Items listed in a dataset:
------------------------
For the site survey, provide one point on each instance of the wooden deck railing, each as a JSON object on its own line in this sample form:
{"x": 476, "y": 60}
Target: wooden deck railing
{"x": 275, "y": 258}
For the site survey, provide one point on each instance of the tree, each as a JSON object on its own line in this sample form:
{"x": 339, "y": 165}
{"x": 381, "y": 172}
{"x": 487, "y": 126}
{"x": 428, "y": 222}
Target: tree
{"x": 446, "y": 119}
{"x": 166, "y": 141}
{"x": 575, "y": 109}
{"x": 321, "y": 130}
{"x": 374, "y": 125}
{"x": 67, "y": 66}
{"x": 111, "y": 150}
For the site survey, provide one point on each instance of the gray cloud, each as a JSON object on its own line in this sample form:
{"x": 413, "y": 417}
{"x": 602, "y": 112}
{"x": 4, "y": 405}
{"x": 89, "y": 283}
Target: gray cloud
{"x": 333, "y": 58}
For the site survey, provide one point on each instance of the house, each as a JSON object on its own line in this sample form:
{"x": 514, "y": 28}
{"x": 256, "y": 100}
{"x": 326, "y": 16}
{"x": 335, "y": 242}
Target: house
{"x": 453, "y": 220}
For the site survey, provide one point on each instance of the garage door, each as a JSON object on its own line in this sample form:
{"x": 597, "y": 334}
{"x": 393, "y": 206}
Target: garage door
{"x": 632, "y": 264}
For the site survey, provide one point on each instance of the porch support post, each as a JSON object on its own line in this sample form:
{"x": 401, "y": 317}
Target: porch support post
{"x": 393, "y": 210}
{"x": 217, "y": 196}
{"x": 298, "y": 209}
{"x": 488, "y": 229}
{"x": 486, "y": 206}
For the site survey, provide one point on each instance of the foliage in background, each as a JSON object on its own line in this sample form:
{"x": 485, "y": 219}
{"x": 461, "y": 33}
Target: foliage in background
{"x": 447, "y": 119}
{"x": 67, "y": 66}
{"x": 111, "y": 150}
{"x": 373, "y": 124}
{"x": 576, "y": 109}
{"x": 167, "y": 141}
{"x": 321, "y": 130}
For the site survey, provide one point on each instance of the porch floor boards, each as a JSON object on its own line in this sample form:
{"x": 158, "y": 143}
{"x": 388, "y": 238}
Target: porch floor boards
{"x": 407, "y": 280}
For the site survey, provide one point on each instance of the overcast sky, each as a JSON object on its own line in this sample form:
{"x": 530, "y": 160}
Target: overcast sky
------------------------
> _TASK TO COMPLETE_: The "Target: porch support post" line through the last line above: set these down exactly and add nothing else.

> _SOLUTION FOR THIS PROBLEM_:
Target: porch support post
{"x": 393, "y": 210}
{"x": 217, "y": 196}
{"x": 298, "y": 209}
{"x": 488, "y": 229}
{"x": 486, "y": 206}
For the site survey, provide one point on each instance of the foliage in background, each as a JSON object on its own line in this sample form:
{"x": 485, "y": 219}
{"x": 461, "y": 33}
Target: foliage in background
{"x": 447, "y": 119}
{"x": 67, "y": 66}
{"x": 111, "y": 150}
{"x": 373, "y": 124}
{"x": 576, "y": 109}
{"x": 167, "y": 141}
{"x": 321, "y": 130}
For the site survey, provide one point on each instance of the porch floor boards, each as a JSON object on its own line in this sample form:
{"x": 158, "y": 143}
{"x": 388, "y": 238}
Target: porch floor boards
{"x": 407, "y": 280}
For the site survey, provide one point on each instance of the overcast sky, each as a JSON object on its own line in this sample form:
{"x": 530, "y": 160}
Target: overcast sky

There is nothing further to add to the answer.